Restate the records in their entirety, word for word.

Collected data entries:
====

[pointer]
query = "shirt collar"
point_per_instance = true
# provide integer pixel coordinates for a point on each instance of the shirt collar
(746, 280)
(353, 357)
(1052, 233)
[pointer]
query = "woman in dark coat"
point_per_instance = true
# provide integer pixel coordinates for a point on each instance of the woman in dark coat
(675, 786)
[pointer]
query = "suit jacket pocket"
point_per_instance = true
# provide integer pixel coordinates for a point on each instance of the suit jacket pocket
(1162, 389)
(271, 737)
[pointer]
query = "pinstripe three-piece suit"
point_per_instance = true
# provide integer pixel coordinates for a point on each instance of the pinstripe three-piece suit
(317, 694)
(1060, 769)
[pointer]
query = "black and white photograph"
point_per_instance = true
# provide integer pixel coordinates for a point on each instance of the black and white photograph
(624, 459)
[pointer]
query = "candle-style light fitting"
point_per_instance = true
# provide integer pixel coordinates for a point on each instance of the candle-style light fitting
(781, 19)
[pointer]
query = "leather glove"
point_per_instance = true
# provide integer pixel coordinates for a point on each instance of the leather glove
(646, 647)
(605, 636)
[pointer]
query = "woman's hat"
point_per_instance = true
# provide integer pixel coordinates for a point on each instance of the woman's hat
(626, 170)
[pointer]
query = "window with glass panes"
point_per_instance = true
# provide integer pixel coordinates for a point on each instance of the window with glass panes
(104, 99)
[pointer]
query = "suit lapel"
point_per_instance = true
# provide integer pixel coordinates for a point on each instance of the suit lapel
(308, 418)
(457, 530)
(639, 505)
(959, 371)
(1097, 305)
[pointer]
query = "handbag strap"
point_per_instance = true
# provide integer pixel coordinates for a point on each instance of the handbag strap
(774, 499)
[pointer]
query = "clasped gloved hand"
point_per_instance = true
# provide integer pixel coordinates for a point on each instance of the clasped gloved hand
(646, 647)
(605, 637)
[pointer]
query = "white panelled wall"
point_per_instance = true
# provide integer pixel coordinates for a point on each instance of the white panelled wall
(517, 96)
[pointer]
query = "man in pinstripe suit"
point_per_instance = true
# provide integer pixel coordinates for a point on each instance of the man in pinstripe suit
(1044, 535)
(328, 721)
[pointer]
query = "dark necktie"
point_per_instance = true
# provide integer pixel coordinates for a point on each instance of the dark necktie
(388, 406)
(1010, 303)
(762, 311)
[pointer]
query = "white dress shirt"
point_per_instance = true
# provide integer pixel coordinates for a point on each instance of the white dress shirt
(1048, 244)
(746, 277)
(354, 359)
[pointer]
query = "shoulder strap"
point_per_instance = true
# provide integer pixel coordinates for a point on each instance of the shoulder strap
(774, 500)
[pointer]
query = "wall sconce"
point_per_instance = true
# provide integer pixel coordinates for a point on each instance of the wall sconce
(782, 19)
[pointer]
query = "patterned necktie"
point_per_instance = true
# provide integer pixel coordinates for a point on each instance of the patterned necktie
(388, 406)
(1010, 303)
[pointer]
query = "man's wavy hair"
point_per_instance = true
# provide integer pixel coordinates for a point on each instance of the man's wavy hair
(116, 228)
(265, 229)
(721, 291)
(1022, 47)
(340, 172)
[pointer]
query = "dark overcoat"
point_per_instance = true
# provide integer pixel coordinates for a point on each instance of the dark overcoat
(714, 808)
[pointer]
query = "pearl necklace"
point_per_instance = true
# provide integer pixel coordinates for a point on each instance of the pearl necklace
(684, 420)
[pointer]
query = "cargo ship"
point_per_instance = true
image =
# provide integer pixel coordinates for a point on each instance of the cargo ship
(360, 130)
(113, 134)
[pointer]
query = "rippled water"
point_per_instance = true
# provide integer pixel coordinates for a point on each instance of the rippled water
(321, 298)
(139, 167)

====

■ **PROBLEM SOLUTION**
[pointer]
query = "shirt collar"
point_per_instance = true
# provide integer pixel coordinates for a point on each instance of the shirt collar
(746, 280)
(353, 357)
(1052, 233)
[pointer]
query = "woman in dark coat"
point_per_instance = true
# provide integer pixel coordinates for a point on each instance of the woman in dark coat
(675, 786)
[pointer]
query = "suit jacket pocket"
point_per_instance = true
# provide integer pixel coordinates for a point on each instance of the suit jacket pocket
(1162, 389)
(271, 737)
[pointer]
query = "pinstripe three-piece suit"
point_per_instance = true
# provide integer pixel coordinates for a point on each instance of the pinstripe three-piece suit
(317, 694)
(1060, 769)
[pointer]
query = "black and white photograph"
point_per_instance = true
# provide integer pixel coordinates for a point on each instance of the black and white photograph
(624, 459)
[pointer]
query = "candle-style light fitting"
point_per_instance = true
# provide integer pixel coordinates for a point on each instance of the candle-style light fitting
(781, 19)
[pointer]
query = "leather glove"
point_per_instance = true
# provide integer pixel coordinates for a point on each instance of the leather glove
(646, 647)
(605, 636)
[pointer]
query = "woman's hat"
point_per_instance = true
# provide integer pixel coordinates for a point on each instance of the woman's hat
(626, 170)
[pointer]
query = "window with glass panes"
point_per_instance = true
# provide integer pixel coordinates for a point on each instance of the window with glass panes
(104, 99)
[pointer]
query = "suit lapel"
point_per_instance = true
# provide integer pixel coordinates for a point on each instance of the suit lapel
(308, 418)
(457, 530)
(639, 505)
(959, 371)
(1097, 305)
[pointer]
query = "handbag strap"
point_per_instance = true
# provide integer pixel coordinates for a point on each instance of the handbag strap
(774, 499)
[pointer]
query = "clasped gloved hand"
point_per_instance = true
# provide integer pixel coordinates for a point on each instance of the clasped gloved hand
(646, 647)
(605, 637)
[pointer]
query = "white panelled wall"
point_per_instance = true
# provide integer pixel coordinates for a point on each instance of the white panelled wall
(517, 96)
[pointer]
query = "man in pinstripe suit"
point_per_instance = true
# provide integer pixel coordinates for a point on each instance of the man in pinstripe suit
(1044, 535)
(328, 721)
[pointer]
query = "dark necktie"
point_per_instance = true
# provide integer pixel coordinates for a point on each instance of the dark necktie
(388, 406)
(1010, 303)
(762, 311)
[pointer]
query = "white dress shirt"
point_per_instance = true
# provide integer pixel coordinates for a point on each instance of the white dress shirt
(1048, 244)
(746, 277)
(354, 359)
[pointer]
query = "shoulder strap"
point_per_instance = true
# provide integer pixel coordinates for a point on each instance of the shoulder strap
(774, 500)
[pointer]
query = "wall sconce"
point_per_instance = true
# provide integer pixel coordinates for a point on each instance of the wall sconce
(782, 19)
[pointer]
query = "patterned necktie"
point_per_instance = true
# provide integer pixel coordinates for a point on each instance of the patterned necktie
(388, 406)
(1010, 303)
[pointer]
query = "man's wavy hair"
point_per_instance = true
# provide integer pixel coordinates for a point on each instance of the man's wavy hair
(116, 228)
(265, 229)
(721, 291)
(1022, 47)
(340, 172)
[pointer]
query = "dark overcoat"
point_per_instance = true
# provide integer pixel coordinates for a point on each instance of the dark overcoat
(714, 808)
[pointer]
query = "pearl necklace"
point_per_instance = true
# provide integer pixel coordinates for a point on each instance of the pearl necklace
(684, 420)
[pointer]
query = "cargo ship"
point_per_instance = true
image =
# provide integer pixel coordinates for a point on each instance of the cargo ship
(360, 130)
(113, 134)
[pointer]
query = "rippled water"
point_per_instance = true
# provide integer pixel coordinates for a point on each instance of the rippled water
(321, 298)
(139, 167)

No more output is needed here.